Recorded information:
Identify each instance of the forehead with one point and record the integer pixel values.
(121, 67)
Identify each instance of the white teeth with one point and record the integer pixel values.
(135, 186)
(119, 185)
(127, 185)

To do:
Word for word, write out all the lines shown above.

Result:
Identify each instance of the forehead with one point and record the integer pixel values.
(121, 67)
Identify each instance of the white teeth with one point and record the integer pixel values.
(135, 186)
(119, 185)
(127, 185)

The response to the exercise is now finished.